* Assigned task
Your answer should reproduce the full set of records exactly as given.

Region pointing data
◇ ◇ ◇ ◇ ◇ ◇ ◇

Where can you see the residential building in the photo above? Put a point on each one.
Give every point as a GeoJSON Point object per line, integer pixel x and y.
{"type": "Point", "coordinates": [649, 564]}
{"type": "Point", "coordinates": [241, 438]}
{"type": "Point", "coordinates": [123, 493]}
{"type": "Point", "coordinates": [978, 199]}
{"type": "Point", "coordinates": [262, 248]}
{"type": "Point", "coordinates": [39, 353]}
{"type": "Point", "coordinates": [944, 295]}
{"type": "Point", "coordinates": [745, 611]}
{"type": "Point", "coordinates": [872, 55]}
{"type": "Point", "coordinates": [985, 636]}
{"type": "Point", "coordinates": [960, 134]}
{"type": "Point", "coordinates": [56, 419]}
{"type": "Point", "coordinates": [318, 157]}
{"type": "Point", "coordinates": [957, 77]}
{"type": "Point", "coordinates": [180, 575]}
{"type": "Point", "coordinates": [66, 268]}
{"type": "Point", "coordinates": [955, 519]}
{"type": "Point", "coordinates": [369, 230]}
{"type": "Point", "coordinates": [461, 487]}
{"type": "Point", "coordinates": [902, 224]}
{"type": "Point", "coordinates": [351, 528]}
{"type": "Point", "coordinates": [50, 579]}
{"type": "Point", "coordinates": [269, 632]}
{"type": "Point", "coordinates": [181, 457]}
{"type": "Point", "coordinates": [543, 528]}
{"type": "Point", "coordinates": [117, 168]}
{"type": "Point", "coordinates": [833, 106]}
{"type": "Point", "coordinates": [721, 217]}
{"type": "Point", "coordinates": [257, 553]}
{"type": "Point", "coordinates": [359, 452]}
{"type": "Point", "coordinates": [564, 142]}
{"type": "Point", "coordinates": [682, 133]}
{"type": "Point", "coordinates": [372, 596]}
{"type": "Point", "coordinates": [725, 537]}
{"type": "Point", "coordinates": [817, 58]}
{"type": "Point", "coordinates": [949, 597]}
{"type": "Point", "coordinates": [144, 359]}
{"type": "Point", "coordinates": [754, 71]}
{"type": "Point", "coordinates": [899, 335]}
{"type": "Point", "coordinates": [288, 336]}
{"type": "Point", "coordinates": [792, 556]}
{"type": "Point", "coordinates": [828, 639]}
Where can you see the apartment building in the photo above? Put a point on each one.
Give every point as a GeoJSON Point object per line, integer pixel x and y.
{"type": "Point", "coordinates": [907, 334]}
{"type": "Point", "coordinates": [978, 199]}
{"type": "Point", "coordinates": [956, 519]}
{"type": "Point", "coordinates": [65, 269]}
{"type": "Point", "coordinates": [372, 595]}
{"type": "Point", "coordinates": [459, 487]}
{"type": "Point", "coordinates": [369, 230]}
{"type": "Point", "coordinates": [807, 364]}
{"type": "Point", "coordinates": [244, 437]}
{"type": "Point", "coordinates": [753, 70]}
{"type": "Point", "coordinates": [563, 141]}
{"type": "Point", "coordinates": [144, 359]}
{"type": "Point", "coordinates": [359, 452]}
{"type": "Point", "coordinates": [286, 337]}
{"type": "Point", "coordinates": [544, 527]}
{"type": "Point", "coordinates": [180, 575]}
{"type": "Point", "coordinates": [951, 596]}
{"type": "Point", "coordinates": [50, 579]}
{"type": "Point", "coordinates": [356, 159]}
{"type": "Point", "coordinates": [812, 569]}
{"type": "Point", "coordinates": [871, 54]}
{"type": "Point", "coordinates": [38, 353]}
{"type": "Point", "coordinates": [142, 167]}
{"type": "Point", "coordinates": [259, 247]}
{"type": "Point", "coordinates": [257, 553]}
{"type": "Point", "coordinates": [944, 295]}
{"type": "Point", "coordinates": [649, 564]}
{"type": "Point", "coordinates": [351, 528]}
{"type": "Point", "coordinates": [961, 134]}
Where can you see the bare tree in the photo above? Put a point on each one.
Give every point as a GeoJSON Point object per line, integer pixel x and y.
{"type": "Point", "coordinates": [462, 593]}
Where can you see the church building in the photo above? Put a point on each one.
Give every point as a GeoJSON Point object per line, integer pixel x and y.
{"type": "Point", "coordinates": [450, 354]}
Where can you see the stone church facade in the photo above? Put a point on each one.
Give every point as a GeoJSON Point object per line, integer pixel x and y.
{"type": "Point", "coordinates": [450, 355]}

◇ ◇ ◇ ◇ ◇ ◇ ◇

* Reply
Where can you see the residential building in the photo above? Put a point on each one.
Give every point as a GeoJSON Point object per line, integer pixel x and y.
{"type": "Point", "coordinates": [649, 564]}
{"type": "Point", "coordinates": [241, 438]}
{"type": "Point", "coordinates": [123, 493]}
{"type": "Point", "coordinates": [978, 199]}
{"type": "Point", "coordinates": [262, 248]}
{"type": "Point", "coordinates": [39, 353]}
{"type": "Point", "coordinates": [944, 295]}
{"type": "Point", "coordinates": [745, 611]}
{"type": "Point", "coordinates": [872, 55]}
{"type": "Point", "coordinates": [985, 636]}
{"type": "Point", "coordinates": [960, 134]}
{"type": "Point", "coordinates": [56, 419]}
{"type": "Point", "coordinates": [318, 157]}
{"type": "Point", "coordinates": [957, 77]}
{"type": "Point", "coordinates": [180, 575]}
{"type": "Point", "coordinates": [66, 268]}
{"type": "Point", "coordinates": [955, 519]}
{"type": "Point", "coordinates": [369, 230]}
{"type": "Point", "coordinates": [461, 487]}
{"type": "Point", "coordinates": [902, 224]}
{"type": "Point", "coordinates": [351, 528]}
{"type": "Point", "coordinates": [50, 579]}
{"type": "Point", "coordinates": [269, 632]}
{"type": "Point", "coordinates": [181, 457]}
{"type": "Point", "coordinates": [543, 528]}
{"type": "Point", "coordinates": [117, 168]}
{"type": "Point", "coordinates": [833, 106]}
{"type": "Point", "coordinates": [721, 217]}
{"type": "Point", "coordinates": [257, 553]}
{"type": "Point", "coordinates": [359, 452]}
{"type": "Point", "coordinates": [564, 142]}
{"type": "Point", "coordinates": [682, 133]}
{"type": "Point", "coordinates": [372, 596]}
{"type": "Point", "coordinates": [725, 537]}
{"type": "Point", "coordinates": [817, 58]}
{"type": "Point", "coordinates": [949, 597]}
{"type": "Point", "coordinates": [144, 359]}
{"type": "Point", "coordinates": [754, 71]}
{"type": "Point", "coordinates": [899, 335]}
{"type": "Point", "coordinates": [288, 336]}
{"type": "Point", "coordinates": [792, 556]}
{"type": "Point", "coordinates": [828, 639]}
Where can you see the apartment building in the photo above? Put a point on each one.
Give every point as a GeoJSON Point object per line, integer pixel x and y.
{"type": "Point", "coordinates": [907, 334]}
{"type": "Point", "coordinates": [978, 199]}
{"type": "Point", "coordinates": [956, 519]}
{"type": "Point", "coordinates": [65, 269]}
{"type": "Point", "coordinates": [372, 595]}
{"type": "Point", "coordinates": [459, 487]}
{"type": "Point", "coordinates": [369, 230]}
{"type": "Point", "coordinates": [807, 364]}
{"type": "Point", "coordinates": [244, 437]}
{"type": "Point", "coordinates": [753, 70]}
{"type": "Point", "coordinates": [563, 141]}
{"type": "Point", "coordinates": [144, 359]}
{"type": "Point", "coordinates": [359, 452]}
{"type": "Point", "coordinates": [286, 337]}
{"type": "Point", "coordinates": [544, 527]}
{"type": "Point", "coordinates": [180, 575]}
{"type": "Point", "coordinates": [951, 596]}
{"type": "Point", "coordinates": [50, 579]}
{"type": "Point", "coordinates": [356, 159]}
{"type": "Point", "coordinates": [812, 569]}
{"type": "Point", "coordinates": [871, 54]}
{"type": "Point", "coordinates": [38, 353]}
{"type": "Point", "coordinates": [142, 167]}
{"type": "Point", "coordinates": [259, 247]}
{"type": "Point", "coordinates": [257, 553]}
{"type": "Point", "coordinates": [944, 295]}
{"type": "Point", "coordinates": [649, 564]}
{"type": "Point", "coordinates": [351, 528]}
{"type": "Point", "coordinates": [961, 134]}
Where can you see the bare tree in the photo above? Put a point on each one.
Give every point as a GeoJSON Point object per line, integer pixel x and y.
{"type": "Point", "coordinates": [462, 593]}
Where can you see the church building in the photo above? Put a point on each one.
Give every point as a GeoJSON Point object per line, integer pixel x and y.
{"type": "Point", "coordinates": [450, 354]}
Where can you see the stone church facade in the photo above? Put a point on each one.
Give every point as a GeoJSON Point object per line, integer pixel x and y.
{"type": "Point", "coordinates": [450, 355]}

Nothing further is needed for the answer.